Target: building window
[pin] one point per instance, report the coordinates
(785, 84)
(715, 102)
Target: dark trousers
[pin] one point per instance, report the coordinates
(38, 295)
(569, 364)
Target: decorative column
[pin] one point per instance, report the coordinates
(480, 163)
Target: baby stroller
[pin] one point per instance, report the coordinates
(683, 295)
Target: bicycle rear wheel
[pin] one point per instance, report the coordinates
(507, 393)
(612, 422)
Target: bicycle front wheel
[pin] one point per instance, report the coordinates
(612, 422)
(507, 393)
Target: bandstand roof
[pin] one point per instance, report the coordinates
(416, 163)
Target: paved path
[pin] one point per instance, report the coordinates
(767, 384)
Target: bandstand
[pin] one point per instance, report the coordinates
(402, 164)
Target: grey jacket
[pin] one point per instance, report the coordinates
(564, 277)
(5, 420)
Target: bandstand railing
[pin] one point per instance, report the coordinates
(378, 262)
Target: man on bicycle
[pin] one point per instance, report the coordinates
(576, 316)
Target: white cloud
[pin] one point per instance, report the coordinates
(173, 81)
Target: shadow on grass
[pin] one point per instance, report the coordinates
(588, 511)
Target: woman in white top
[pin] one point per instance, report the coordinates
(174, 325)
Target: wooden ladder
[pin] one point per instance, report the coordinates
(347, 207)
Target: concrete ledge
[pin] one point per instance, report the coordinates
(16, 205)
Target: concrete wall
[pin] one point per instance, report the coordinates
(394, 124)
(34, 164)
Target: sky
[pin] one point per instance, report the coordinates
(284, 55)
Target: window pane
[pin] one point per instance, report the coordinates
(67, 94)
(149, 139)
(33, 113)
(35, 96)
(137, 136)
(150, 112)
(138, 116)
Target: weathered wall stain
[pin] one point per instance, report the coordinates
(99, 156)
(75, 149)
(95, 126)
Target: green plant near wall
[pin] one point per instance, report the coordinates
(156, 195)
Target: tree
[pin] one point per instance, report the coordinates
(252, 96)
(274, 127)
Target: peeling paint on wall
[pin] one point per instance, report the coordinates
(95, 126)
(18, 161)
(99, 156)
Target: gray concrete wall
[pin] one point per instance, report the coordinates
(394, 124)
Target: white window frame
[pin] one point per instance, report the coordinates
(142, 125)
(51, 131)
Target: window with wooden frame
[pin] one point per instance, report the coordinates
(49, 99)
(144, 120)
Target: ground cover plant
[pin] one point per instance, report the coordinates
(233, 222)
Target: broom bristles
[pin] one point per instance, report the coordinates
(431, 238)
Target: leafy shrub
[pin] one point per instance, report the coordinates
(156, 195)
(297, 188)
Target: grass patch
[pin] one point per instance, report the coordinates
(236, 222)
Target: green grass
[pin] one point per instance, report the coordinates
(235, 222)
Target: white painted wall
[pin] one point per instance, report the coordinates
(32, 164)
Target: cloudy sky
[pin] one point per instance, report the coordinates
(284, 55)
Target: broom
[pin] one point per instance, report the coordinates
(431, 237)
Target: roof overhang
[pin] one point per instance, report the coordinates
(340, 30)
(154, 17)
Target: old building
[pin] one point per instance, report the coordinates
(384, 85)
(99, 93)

◆ **WHAT NEEDS TO BE DONE**:
Restate each record above exactly, leaving nothing out.

◆ **RESULT OF THIS EXERCISE**:
Target: building window
[pin] one point per instance, report the coordinates
(785, 84)
(715, 102)
Target: dark trousers
[pin] one point per instance, report the coordinates
(38, 295)
(569, 364)
Target: decorative column
[pin] one point per instance, report the coordinates
(480, 163)
Target: baby stroller
[pin] one point per instance, report the coordinates
(683, 295)
Target: bicycle rear wheel
[pin] one point per instance, report the coordinates
(507, 393)
(612, 422)
Target: bicycle front wheel
[pin] one point per instance, report the coordinates
(612, 422)
(507, 393)
Target: bandstand roof
[pin] one point per instance, report the coordinates
(416, 163)
Target: paved path
[pin] one point per instance, report the coordinates
(767, 384)
Target: bandstand
[pin] one point per instance, report the coordinates
(402, 164)
Target: grey jacket
[pin] one point per instance, report the coordinates
(564, 277)
(5, 420)
Target: bandstand railing
[pin] one point per instance, report the coordinates
(378, 262)
Target: man on bicycle
[pin] one point per instance, report the coordinates
(576, 316)
Target: white cloud
[pin] one point per instance, report the coordinates
(173, 81)
Target: shadow on grass
[pin] one point per instance, report the coordinates
(588, 511)
Target: woman in white top
[pin] one point per instance, report the coordinates
(174, 325)
Target: wooden ladder
[pin] one point per instance, report the coordinates
(347, 207)
Target: concrete ledge
[pin] one point per instance, report the coordinates
(16, 205)
Target: concrete wall
[pin] one point per instance, report the coordinates
(394, 124)
(34, 164)
Target: sky
[pin] one point per instance, report the coordinates
(284, 55)
Target: window pane
[pin] one point per instance, report the coordinates
(67, 94)
(149, 139)
(33, 113)
(35, 96)
(137, 136)
(150, 112)
(138, 116)
Target: weathered wall stain
[pin] one point per instance, report the coordinates
(99, 156)
(75, 149)
(95, 126)
Target: green plant near wall
[pin] one point per instance, report the coordinates
(156, 195)
Target: tree
[pin] one point per instance, report the coordinates
(252, 96)
(274, 127)
Target: peeling paint on wall
[pin] one point per instance, report the coordinates
(95, 126)
(18, 161)
(99, 156)
Target: gray concrete wall
[pin] one point per instance, report the coordinates
(394, 124)
Target: white window frame
[pin] one point per instance, report the coordinates
(142, 125)
(51, 131)
Target: window with wooden frame
[pin] one point per instance, report the coordinates
(49, 99)
(144, 120)
Target: ground cover plant
[pin] one point per instance, report the coordinates
(233, 222)
Target: broom bristles
[pin] one point per instance, report the coordinates
(431, 238)
Target: leafy shrub
[pin] one point per instance, report the coordinates
(156, 195)
(297, 188)
Target: grass patch
[pin] one point per instance, report the coordinates
(236, 222)
Target: green grass
[pin] one point per instance, report the coordinates
(235, 222)
Target: white painted wall
[pin] one point per instance, report the coordinates
(32, 164)
Target: cloudy sky
[pin] one point per instance, report the coordinates
(284, 55)
Target: broom
[pin] one point per instance, report the coordinates
(431, 237)
Target: roof overhang
[pin] one point per instance, report the coordinates
(340, 30)
(154, 17)
Target: old building
[pin] one point per instance, report the coordinates
(384, 85)
(99, 93)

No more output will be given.